- **WHAT YOU ARE ASKED TO DO**:
Retype, word for word, the portion of the patent drawing descriptions below that opens with the words containing "FIG. 2B is a" and closes with "its inherent shape.".

- **PROVIDED PASSAGE**:
Additional aspects and advantages will be apparent from the following detailed description of preferred embodiments, which proceeds with reference to the accompanying drawings.
FIG. 1 is a perspective view of an apparatus for consumption of a liquid in accordance with a first embodiment of the present invention.
FIG. 2A illustrates a stopper and hoses in another embodiment of the invention.
FIG. 2B is a partially sectional view of a distal end portion of a hose showing an internal check valve and one mouthpiece embodiment.
FIG. 3A is a perspective view illustrating actuation of a pump to discharge liquid through one mouthpiece embodiment in accordance with another aspect of the invention.
FIG. 3B illustrates refilling the pump by releasing it to its inherent shape.
FIG. 3C is a perspective view showing use of a hose and associated pump embodiment to discharge a predetermined shot of liquid into the mouth of a consumer.
FIG. 4A is an enlarged, partially cross-sectional view showing detail of a pump embodiment and a mouthpiece one-way valve embodiment.
FIG. 4B illustrates a user squeezing the pump embodiment of FIG. 4A to discharge its fluid contents out of the mouthpiece.
FIG. 5 illustrates another embodiment of a stopper and hoses in accordance with the invention, including a smooth, hollow, rigid liner disposed in each hose aperture.
FIG. 6 illustrates an exploded view of components of an alternative beverage dispensing system embodiment consistent with the present invention.
FIGS. 7A & 7B illustrate another alternative embodiment of a system as disclosed herein, illustrated in partially assembled and disassembled views respectively.
FIG. 8 illustrates a cutaway view of a partially assembled the system of FIG. 7A, illustrated with one hose embodiment.
FIG. 9 presents the uncut system embodiment of FIG. 8.
FIG. 10 illustrates a cutaway view of a pump assembly embodiment consistent the present application.
FIG. 11 illustrates the cutaway pump assembly embodiment of FIG. 10 with a removable mouthpiece embodiment removed.
FIGS. 12-14 present cutaway views illustrating alternative embodiments of lids for canisters consistent with the present application.
FIGS. 15 & 16 illustrate a portion of one embodiment of a container consistent with the present invention, shown in exploded and cutaway views respectively.

- **EXTRACTED DATA**:
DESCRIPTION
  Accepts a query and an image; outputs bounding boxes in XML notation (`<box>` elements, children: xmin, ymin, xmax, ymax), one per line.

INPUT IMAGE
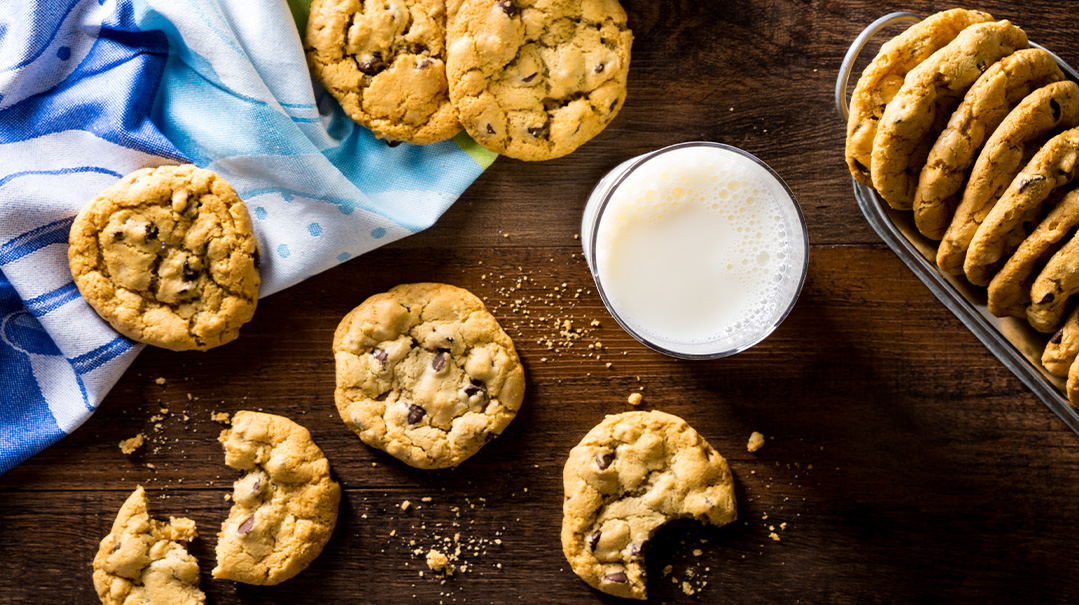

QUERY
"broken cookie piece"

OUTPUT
<box><xmin>214</xmin><ymin>411</ymin><xmax>341</xmax><ymax>586</ymax></box>
<box><xmin>94</xmin><ymin>485</ymin><xmax>206</xmax><ymax>605</ymax></box>
<box><xmin>562</xmin><ymin>411</ymin><xmax>737</xmax><ymax>599</ymax></box>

- **SOLUTION**:
FIG. 2B is a partially sectional view of a distal end portion of a hose showing an internal check valve and one mouthpiece embodiment.
FIG. 3A is a perspective view illustrating actuation of a pump to discharge liquid through one mouthpiece embodiment in accordance with another aspect of the invention.
FIG. 3B illustrates refilling the pump by releasing it to its inherent shape.